* Dataset content *
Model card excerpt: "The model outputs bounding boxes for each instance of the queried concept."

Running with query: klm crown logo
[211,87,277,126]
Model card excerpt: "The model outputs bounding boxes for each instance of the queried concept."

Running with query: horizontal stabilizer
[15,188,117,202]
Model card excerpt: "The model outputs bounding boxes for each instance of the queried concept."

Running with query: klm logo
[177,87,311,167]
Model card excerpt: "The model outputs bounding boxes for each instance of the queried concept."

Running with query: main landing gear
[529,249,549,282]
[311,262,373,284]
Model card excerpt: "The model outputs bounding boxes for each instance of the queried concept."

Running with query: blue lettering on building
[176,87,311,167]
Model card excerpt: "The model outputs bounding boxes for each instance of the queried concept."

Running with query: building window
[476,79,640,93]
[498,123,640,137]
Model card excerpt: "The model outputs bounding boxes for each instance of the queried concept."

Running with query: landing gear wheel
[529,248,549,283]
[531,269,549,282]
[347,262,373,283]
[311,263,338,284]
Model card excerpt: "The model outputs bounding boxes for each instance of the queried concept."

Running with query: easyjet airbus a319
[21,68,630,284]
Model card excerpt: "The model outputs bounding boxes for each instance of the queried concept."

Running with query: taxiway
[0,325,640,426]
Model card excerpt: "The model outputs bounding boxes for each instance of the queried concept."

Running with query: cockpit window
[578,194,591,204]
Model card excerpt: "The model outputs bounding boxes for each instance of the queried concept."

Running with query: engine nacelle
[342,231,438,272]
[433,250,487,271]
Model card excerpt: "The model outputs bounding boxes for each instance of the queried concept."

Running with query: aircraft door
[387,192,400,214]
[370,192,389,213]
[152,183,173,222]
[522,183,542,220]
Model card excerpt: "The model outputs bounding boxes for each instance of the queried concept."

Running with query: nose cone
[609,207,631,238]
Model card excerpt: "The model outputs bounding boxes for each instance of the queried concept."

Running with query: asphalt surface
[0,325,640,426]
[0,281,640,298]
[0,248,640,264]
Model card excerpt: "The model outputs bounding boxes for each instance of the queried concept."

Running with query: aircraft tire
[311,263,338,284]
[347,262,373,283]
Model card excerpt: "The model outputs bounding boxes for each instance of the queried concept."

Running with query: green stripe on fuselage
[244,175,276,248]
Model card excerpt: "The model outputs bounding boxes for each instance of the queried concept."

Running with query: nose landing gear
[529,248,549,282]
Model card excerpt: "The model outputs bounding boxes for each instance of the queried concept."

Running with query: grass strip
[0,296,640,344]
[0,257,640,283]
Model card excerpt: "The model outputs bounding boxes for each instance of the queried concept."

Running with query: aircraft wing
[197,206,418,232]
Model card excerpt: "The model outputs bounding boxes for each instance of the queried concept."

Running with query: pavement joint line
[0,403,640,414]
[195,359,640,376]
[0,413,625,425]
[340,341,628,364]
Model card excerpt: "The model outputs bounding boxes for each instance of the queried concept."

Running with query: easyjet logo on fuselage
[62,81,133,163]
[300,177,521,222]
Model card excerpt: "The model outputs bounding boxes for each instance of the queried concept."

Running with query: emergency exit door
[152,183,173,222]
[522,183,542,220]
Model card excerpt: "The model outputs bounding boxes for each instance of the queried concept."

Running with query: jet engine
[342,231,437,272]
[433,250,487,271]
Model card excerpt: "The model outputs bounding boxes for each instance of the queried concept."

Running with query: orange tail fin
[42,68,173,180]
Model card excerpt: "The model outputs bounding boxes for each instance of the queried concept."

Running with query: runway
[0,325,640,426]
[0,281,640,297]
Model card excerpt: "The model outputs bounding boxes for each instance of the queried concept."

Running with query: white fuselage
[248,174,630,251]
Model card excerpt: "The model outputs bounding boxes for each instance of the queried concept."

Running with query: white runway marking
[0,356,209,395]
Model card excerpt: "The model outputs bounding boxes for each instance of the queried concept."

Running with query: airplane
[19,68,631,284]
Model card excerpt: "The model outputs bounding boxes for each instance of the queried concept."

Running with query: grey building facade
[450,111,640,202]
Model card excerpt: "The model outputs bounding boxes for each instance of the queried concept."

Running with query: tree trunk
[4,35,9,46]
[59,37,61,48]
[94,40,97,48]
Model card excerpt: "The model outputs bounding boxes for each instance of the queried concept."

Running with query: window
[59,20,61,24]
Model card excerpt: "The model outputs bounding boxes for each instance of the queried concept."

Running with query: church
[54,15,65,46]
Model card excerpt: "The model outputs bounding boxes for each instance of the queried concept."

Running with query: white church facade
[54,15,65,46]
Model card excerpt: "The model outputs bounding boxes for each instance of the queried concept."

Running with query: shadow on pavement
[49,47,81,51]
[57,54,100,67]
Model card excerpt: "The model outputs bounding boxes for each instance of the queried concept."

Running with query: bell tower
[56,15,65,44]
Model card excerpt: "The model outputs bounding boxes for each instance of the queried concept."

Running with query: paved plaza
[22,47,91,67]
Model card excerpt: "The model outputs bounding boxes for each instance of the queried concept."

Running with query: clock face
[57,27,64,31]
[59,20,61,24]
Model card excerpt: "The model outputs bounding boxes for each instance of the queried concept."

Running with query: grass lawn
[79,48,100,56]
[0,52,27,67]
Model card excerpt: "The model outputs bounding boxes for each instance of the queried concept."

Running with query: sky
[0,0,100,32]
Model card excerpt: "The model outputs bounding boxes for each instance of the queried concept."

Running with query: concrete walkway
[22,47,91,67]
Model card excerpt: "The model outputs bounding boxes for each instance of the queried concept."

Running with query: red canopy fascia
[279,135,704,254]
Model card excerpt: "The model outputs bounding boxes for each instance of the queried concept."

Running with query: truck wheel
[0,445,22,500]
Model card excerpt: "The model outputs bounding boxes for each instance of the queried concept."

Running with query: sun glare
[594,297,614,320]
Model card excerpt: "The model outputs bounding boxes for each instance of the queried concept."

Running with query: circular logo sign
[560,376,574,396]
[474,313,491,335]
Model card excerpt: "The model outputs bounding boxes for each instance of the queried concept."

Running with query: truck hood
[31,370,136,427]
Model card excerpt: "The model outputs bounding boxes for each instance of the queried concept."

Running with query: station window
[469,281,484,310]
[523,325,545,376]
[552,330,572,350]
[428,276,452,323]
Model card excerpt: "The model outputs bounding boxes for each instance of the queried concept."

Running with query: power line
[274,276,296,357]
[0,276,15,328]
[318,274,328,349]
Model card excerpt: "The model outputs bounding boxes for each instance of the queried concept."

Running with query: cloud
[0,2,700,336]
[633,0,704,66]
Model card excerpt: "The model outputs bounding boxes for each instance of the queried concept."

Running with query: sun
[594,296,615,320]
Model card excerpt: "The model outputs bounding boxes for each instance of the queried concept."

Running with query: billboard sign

* To do *
Copy every item above verbatim, line for line, keeping the original order and spacing.

* Result of the exercise *
Model card excerpt: "The model outputs bounding boxes for each instance of the queried concept."

Running with query: klm crown logo
[211,87,277,126]
Model card excerpt: "The model outputs bounding boxes for each instance of the queried concept."

Running with query: horizontal stabilizer
[15,188,117,202]
Model card excerpt: "The model outputs bounding boxes for each instance of the queried concept."

Running with query: klm logo
[177,87,311,167]
Model card excerpt: "The model outputs bounding boxes for each instance of the queried concept."

Running with query: main landing gear
[529,249,549,282]
[311,262,373,284]
Model card excerpt: "The model outputs bounding boxes for each instance of the queried concept."

Running with query: blue lettering on building
[176,87,311,167]
Model card excerpt: "The model outputs bounding boxes for each instance of the queried concept."

Running with query: building window
[476,79,640,93]
[498,123,640,137]
Model card excerpt: "The model outputs bounding boxes for each instance of the queried concept."

Running with query: landing gear wheel
[529,248,549,283]
[531,269,549,282]
[347,262,373,283]
[311,263,338,284]
Model card excerpt: "The model outputs bounding boxes for each instance of the queried concept."

Running with query: easyjet airbus a319
[21,68,630,284]
Model card excerpt: "The model outputs bounding boxes for each instance of the queried concept."

Running with query: taxiway
[0,325,640,426]
Model card excerpt: "The model outputs bounding boxes for each instance of the queried concept."

Running with query: cockpit window
[578,194,591,204]
Model card excerpt: "The model outputs bounding boxes for each instance of the queried concept."

Running with query: engine nacelle
[342,231,438,272]
[433,250,487,271]
Model card excerpt: "The model outputs bounding boxes for each instance of the queried concept."

Running with query: aircraft door
[387,192,400,214]
[370,192,389,213]
[152,183,173,222]
[522,183,542,220]
Model card excerpt: "The model outputs bounding boxes for each instance of the queried concept."

Running with query: nose cone
[609,207,631,238]
Model card excerpt: "The model outputs bounding boxes for each instance of the queried concept."

Running with query: asphalt surface
[0,325,640,426]
[0,281,640,298]
[0,248,640,264]
Model card excerpt: "The model outputs bounding boxes for each instance of the queried concept."

Running with query: aircraft tire
[311,263,338,284]
[347,262,373,283]
Model card excerpt: "The model outputs bounding boxes for each instance of the queried concept."

Running with query: green stripe on fuselage
[244,175,276,248]
Model card excerpt: "The model outputs bounding boxes for each instance of the queried concept."

Running with query: nose landing gear
[529,248,549,282]
Model card excerpt: "The model outputs bounding boxes for each instance of the queried concept."

Running with query: grass strip
[0,296,640,344]
[0,257,640,283]
Model card excerpt: "The model outputs bounding boxes for each instance of the queried concept."

Running with query: aircraft wing
[197,206,418,232]
Model card excerpt: "The model outputs bounding boxes for each instance of the queried concept."

Running with query: pavement joint line
[0,403,640,414]
[195,359,640,376]
[0,413,625,425]
[340,341,628,364]
Model card excerpt: "The model outputs bounding boxes for each instance of the queried concept."

Running with query: easyjet logo on fuselage
[62,81,133,163]
[300,177,521,222]
Model card excerpt: "The model outputs bounding boxes for each instance of the queried concept."

Running with query: emergency exit door
[152,183,173,222]
[522,183,542,220]
Model card excerpt: "The model outputs bounding boxes for each instance of the queried concept."

Running with query: jet engine
[342,231,437,272]
[433,250,487,271]
Model card excerpt: "The model outputs bounding boxes for each instance of the queried concept."

Running with query: orange tail fin
[42,68,173,180]
Model card excerpt: "The model outputs bounding boxes for each instance of the queried concept."

Running with query: runway
[0,325,640,426]
[0,281,640,297]
Model card excerpt: "The model outputs bounding boxes for each instance of the queried concept."

Running with query: white fuselage
[248,174,630,251]
Model card excerpt: "The model outputs bounding boxes for each instance of the queried concept."

Running with query: white runway marking
[0,356,209,395]
Model card excerpt: "The model outputs bounding boxes for each instance of the queried concept."

Running with query: airplane
[19,68,631,284]
Model card excerpt: "The model outputs bounding boxes for each instance of the queried concept."

Running with query: grey building facade
[450,111,640,202]
Model card excerpt: "The model outputs bounding boxes for each instance of the queried concept."

Running with query: tree trunk
[4,35,9,46]
[59,37,61,48]
[94,40,97,48]
Model card excerpt: "The model outputs bounding boxes for each instance of the queried concept."

Running with query: window
[59,20,61,24]
Model card excerpt: "The model outputs bounding boxes for each instance of the queried concept."

Running with query: church
[54,15,65,46]
Model card excerpt: "The model outputs bounding boxes for each instance of the queried concept."

Running with query: white church facade
[54,15,65,46]
Model card excerpt: "The model outputs bounding boxes for each instance of the queried concept."

Running with query: shadow on pavement
[49,47,81,51]
[57,54,100,67]
Model card excerpt: "The model outputs bounding boxes for each instance of the queried concept."

Running with query: bell tower
[56,15,65,44]
Model card excerpt: "The model outputs bounding boxes for each instance of the queried concept."

Running with query: paved plaza
[22,47,91,67]
Model card excerpt: "The model outputs bounding boxes for each instance of the queried concept."

Running with query: clock face
[57,27,64,31]
[59,20,61,24]
Model card excerpt: "The model outputs bounding boxes for each instance of the queried concept."

Running with query: grass lawn
[79,48,100,56]
[0,52,27,67]
Model card excerpt: "The model outputs bounding boxes for each instance of the queried concept."

Running with query: sky
[0,0,100,32]
Model card excerpt: "The model outputs bounding boxes for each instance of the queried concept."

Running with query: concrete walkway
[22,47,91,67]
Model card excerpt: "The model outputs bounding boxes for each instance of the queried concept."

Running with query: red canopy fascia
[279,135,704,254]
Model card excerpt: "The model outputs bounding boxes for each instance of the queried concept."

Running with query: truck wheel
[0,445,22,500]
Model card excerpt: "The model outputs bounding boxes for each instance of the queried concept."

Running with query: sun glare
[594,297,614,320]
Model card excerpt: "The model outputs bounding boxes for each instance of the queried concept."

Running with query: circular logo sign
[560,376,574,396]
[474,313,491,335]
Model card excerpt: "The model outputs bounding boxes for each instance of the queried concept."

Running with query: truck hood
[31,370,136,427]
Model card excerpt: "The model outputs bounding boxes for each instance of the queried concept."

Running with query: station window
[469,281,484,310]
[523,325,545,376]
[552,330,572,350]
[428,276,452,323]
Model card excerpt: "The model outputs bounding boxes for each instance of the queried concept."

Running with query: power line
[274,276,296,357]
[0,276,15,328]
[318,274,328,349]
Model card excerpt: "The model outputs bounding boxes for each instance of the queried concept."

Running with query: cloud
[0,2,700,336]
[633,0,704,66]
Model card excerpt: "The model outputs bounding boxes for each instance of the queried concept."

Running with query: sun
[594,296,615,320]
Model card excerpt: "The model outputs bounding boxes for each instance of the queried concept."

Running with query: billboard sign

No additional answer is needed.